The legislative committee fixed the pay of the executive committee at one hundred dollars each, per annum, for their services, the three receiving nothing above the amount fixed as the salary of the governor provided for by an act passed the following day. But as the organic law did not contemplate paying the executive committee in anything but honors, one hundred dollars to each might be considered as a gift. The legislative committee voted themselves two dollars a day, and the assessor of the revenue the same.[22]

The judiciary report of 1843, in defining the powers of the executive committee, gave them authority to "recommend such laws as they might consider necessary, to the representatives of the people, for their action;" and they had, at the opening of the second session, recommended to the representatives to make provision for framing and adopting a constitution for Oregon previous to the next annual election on the first Tuesday in June. Accordingly an act was passed to provide for holding a constitutional convention, requiring the executive committee to notify the inhabitants of all the counties that they should at the next annual election give their votes for or against the call for a convention to frame a constitution, and notify the legislative committee elected of the result. This act, in which both committees elected by the people were agreed, was unfavorably commented upon by certain friends of the original organic law, as a movement toward an independent government. Applegate expressed the opinion that the changes made in the mode of administration were unnecessary for the short time the provisional government was expected to last.[23]

Two of the executive committee, I think, leaned toward independent government, and they were among those who had been longest in the country. This was hinted in the message of June signed by the whole committee,[24] though bearing the impress of but one author.[25] The second message explains that adjournment to December was made in the expectation of receiving some information from the United States relative to the adjustment of claims with Great Britain. When this fact is taken into consideration, and that no satisfactory intelligence had been obtained of such settlement, the coloring given to the acts passed in December is such as to justify an opinion that there was a determination to perfect as rapidly as possible a government which would be able to cope with the exigencies to which it was liable to be subjected.[26] In advising the adoption of a constitution, the writer of the message used this language: "It should be constructed in such a manner as would best suit the local situation of the country, and promote the general interests of the citizens, without interfering with the real or pretended rights of the United States or Great Britain, except when the protection of life and property actually require it." The legislative committee, by calling for the votes of the people upon a constitutional convention, may have been feeling their way toward what the future had in store for them, without meriting much opprobrium.

It is noteworthy, however, that at the first session Lovejoy moved to strike the word 'territory' out of the journal of legislative proceedings. This might mean that the legislative committee did not wish the country to be considered a territory of the United States, or that in their estimation it was not such at present. An attempt was made in the legislature of 1845 to establish the name Oregon Territory, but it was never adopted until the boundary was determined and the question of sovereignty set at rest. Again, in the judiciary act, the nineteenth article of the organic law is repealed, the same being a resolution that a committee should be appointed to "draw up a digest of the doings of the people of this territory, with regard to an organization, and transmit the same to the United States government for their information." That committee, consisting of Lee, Hines, and Walker, never informed the government of the organization, nor did the legislative committee of 1844. It was not until 1845 that congress was notified that Oregon enjoyed a government in which the United States had as yet no part. The repeal of the resolution may have signified that the committee did net desire to have its doings reported to congress, or it might have been done, because such a resolution was out of place in the organic law.

## [GIVEN REQUEST]
In the passage on Oregon's provisional government, what daily pay did the legislative committee vote for themselves? The entries that follow have no connection to the passage on Oregon's provisional government.

## [DATA SHOWN]
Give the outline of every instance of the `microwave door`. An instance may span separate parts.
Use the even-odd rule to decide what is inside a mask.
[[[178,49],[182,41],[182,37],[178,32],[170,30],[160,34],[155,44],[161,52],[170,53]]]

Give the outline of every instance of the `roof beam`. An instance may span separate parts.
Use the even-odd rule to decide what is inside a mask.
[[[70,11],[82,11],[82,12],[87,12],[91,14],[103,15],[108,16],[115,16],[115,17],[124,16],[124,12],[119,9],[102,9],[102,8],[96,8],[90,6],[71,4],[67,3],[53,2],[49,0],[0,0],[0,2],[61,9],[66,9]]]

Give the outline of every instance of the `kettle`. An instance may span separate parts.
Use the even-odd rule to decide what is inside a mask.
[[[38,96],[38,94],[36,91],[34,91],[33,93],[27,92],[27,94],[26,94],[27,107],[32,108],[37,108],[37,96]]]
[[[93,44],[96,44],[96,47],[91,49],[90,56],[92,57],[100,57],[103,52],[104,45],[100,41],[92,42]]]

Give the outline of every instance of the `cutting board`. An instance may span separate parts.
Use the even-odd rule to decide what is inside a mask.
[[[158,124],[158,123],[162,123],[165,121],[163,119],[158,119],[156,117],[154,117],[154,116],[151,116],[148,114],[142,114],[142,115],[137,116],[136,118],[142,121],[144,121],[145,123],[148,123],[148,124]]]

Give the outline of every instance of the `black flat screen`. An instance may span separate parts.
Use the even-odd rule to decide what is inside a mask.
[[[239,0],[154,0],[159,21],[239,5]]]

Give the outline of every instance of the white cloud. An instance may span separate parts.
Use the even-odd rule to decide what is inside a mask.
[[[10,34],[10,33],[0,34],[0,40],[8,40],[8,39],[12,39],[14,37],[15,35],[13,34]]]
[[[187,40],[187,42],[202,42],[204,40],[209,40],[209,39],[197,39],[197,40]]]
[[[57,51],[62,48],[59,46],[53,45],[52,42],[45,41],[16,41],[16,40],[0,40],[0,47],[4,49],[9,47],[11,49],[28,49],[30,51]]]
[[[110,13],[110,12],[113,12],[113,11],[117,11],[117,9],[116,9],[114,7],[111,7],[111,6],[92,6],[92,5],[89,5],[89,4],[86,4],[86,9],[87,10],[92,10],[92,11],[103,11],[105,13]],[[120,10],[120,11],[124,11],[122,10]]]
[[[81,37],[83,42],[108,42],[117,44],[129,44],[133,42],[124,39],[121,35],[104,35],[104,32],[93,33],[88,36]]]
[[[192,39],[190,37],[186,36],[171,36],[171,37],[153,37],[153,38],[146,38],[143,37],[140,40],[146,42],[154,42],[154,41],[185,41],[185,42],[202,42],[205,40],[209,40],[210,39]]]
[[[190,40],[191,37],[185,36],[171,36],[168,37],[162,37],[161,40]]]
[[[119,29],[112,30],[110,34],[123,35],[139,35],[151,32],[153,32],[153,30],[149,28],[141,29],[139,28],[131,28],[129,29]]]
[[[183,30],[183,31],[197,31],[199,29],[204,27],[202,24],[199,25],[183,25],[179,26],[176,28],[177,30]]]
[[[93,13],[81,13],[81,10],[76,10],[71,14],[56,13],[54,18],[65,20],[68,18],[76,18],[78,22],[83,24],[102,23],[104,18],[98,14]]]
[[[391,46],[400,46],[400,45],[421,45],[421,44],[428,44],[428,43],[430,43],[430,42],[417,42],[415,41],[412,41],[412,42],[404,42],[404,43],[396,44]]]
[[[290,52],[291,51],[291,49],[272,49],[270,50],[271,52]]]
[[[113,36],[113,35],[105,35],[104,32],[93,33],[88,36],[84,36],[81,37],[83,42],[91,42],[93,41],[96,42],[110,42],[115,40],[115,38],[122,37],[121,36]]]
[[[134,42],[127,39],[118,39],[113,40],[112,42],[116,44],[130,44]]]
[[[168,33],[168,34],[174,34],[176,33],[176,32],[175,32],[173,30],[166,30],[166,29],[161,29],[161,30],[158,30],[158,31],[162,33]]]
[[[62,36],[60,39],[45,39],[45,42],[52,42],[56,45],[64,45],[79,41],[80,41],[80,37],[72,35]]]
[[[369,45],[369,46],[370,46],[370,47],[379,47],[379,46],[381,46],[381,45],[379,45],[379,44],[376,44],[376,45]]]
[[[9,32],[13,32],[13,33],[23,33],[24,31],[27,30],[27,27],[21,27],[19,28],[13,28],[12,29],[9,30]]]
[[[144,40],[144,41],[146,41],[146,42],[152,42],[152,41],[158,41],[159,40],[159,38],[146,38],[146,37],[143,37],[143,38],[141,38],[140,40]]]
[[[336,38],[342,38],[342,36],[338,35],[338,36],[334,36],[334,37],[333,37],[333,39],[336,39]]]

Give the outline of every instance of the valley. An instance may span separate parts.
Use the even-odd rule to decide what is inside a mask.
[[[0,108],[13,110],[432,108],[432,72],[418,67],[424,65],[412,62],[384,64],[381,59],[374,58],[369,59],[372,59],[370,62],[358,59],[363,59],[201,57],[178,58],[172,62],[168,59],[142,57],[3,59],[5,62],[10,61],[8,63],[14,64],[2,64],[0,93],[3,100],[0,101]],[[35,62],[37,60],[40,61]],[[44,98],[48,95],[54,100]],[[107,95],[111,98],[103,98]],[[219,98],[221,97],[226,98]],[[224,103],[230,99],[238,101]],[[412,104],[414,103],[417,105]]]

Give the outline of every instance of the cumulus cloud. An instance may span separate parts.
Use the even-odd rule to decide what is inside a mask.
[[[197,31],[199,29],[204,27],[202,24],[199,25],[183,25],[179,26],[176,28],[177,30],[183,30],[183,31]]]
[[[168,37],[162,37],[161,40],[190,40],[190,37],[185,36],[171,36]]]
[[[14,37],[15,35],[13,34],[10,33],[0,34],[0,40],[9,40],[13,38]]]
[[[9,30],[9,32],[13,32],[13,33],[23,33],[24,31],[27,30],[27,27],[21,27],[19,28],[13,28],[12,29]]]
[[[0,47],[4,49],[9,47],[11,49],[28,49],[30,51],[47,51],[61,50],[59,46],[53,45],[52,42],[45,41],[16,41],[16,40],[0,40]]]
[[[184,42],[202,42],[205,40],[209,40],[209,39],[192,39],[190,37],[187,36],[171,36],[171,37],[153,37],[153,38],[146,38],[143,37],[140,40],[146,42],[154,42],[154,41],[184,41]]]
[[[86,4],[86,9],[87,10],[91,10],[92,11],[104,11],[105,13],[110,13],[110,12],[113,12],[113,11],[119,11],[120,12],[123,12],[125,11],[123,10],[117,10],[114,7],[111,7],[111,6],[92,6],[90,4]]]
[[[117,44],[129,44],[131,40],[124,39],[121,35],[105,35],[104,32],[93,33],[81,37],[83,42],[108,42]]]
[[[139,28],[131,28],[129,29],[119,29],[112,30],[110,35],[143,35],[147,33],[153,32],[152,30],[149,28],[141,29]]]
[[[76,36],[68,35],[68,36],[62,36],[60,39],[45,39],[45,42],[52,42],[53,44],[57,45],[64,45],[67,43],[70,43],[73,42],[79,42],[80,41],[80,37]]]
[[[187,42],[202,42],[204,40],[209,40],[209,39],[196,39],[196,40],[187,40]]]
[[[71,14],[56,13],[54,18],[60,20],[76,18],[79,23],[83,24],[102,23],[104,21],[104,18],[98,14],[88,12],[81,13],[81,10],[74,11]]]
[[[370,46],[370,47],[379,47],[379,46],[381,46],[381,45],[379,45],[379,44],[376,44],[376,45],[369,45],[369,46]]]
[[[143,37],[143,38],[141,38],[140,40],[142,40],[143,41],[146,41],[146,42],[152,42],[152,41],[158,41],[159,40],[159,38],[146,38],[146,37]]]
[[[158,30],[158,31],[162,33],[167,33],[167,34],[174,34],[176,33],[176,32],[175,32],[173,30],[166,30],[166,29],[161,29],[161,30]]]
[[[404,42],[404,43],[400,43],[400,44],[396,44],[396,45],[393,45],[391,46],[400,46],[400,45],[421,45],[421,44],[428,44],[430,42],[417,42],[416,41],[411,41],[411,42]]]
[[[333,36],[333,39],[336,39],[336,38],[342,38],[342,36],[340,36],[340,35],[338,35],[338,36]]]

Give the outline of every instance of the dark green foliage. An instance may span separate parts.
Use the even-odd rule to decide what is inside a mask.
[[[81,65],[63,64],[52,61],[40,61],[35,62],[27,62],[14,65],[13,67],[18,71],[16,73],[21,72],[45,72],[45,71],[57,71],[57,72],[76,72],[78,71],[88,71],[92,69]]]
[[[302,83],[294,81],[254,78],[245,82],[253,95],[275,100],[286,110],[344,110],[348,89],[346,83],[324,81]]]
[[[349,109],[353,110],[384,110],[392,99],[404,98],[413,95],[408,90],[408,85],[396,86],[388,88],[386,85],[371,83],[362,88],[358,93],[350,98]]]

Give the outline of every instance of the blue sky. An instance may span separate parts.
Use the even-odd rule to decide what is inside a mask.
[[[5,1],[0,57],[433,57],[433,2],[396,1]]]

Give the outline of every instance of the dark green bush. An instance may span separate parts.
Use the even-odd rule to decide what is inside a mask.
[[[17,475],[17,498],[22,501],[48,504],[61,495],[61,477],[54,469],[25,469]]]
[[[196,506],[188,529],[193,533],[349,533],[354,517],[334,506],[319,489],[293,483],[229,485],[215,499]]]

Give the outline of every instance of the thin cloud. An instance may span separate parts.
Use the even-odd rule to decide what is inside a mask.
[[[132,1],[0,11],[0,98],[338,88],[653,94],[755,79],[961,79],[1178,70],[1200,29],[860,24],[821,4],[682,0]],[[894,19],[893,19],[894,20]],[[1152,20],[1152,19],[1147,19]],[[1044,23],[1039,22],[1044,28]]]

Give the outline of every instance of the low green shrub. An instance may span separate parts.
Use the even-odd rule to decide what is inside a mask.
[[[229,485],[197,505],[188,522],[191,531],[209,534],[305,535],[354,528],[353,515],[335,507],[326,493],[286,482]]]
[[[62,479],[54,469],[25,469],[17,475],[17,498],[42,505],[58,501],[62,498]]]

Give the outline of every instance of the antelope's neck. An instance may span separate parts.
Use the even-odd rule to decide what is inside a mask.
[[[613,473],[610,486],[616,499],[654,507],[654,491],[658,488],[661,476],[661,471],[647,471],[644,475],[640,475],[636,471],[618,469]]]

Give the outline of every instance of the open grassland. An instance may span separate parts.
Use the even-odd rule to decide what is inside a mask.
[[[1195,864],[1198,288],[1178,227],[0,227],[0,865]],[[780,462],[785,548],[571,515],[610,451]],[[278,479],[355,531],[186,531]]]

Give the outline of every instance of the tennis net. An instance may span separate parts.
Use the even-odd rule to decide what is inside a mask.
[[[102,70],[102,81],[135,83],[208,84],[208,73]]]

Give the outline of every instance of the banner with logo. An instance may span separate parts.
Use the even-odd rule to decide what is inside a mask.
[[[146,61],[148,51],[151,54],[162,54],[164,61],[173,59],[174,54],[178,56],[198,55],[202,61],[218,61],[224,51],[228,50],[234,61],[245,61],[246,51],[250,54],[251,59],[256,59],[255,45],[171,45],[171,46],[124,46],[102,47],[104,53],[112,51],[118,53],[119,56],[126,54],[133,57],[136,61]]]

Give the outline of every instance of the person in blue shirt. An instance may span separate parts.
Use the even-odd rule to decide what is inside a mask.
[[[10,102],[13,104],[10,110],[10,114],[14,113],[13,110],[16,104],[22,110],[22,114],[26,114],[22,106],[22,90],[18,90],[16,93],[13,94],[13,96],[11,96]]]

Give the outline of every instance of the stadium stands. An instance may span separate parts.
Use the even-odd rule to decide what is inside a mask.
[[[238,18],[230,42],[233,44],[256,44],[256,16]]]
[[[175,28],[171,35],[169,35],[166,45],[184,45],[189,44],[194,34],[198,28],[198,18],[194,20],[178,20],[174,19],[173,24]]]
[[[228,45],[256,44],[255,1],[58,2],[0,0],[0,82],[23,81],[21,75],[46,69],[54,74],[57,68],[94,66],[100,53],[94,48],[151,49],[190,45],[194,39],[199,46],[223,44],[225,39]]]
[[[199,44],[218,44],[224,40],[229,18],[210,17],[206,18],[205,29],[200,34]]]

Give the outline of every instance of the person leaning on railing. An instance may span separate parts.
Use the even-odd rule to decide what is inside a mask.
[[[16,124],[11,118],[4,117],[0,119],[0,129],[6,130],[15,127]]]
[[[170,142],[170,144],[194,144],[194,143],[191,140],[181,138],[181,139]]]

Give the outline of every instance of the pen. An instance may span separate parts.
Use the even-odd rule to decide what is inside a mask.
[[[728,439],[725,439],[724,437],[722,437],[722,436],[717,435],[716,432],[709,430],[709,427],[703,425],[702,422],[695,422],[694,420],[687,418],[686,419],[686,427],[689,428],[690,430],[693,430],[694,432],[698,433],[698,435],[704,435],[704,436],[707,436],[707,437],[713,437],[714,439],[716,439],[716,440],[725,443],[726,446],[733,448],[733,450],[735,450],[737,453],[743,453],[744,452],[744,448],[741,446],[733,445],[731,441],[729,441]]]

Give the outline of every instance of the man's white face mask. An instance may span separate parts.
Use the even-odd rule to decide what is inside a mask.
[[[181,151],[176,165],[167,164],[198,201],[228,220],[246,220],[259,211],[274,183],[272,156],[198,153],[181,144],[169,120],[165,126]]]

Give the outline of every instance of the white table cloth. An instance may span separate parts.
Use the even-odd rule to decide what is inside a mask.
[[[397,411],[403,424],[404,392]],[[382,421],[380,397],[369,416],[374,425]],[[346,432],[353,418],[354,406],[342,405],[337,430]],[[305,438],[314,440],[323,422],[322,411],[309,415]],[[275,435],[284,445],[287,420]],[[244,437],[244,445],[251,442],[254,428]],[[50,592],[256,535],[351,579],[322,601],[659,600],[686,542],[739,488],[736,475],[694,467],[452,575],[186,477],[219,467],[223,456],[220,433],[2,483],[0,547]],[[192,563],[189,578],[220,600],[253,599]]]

## [WRITTEN RESPONSE]
Two dollars a day.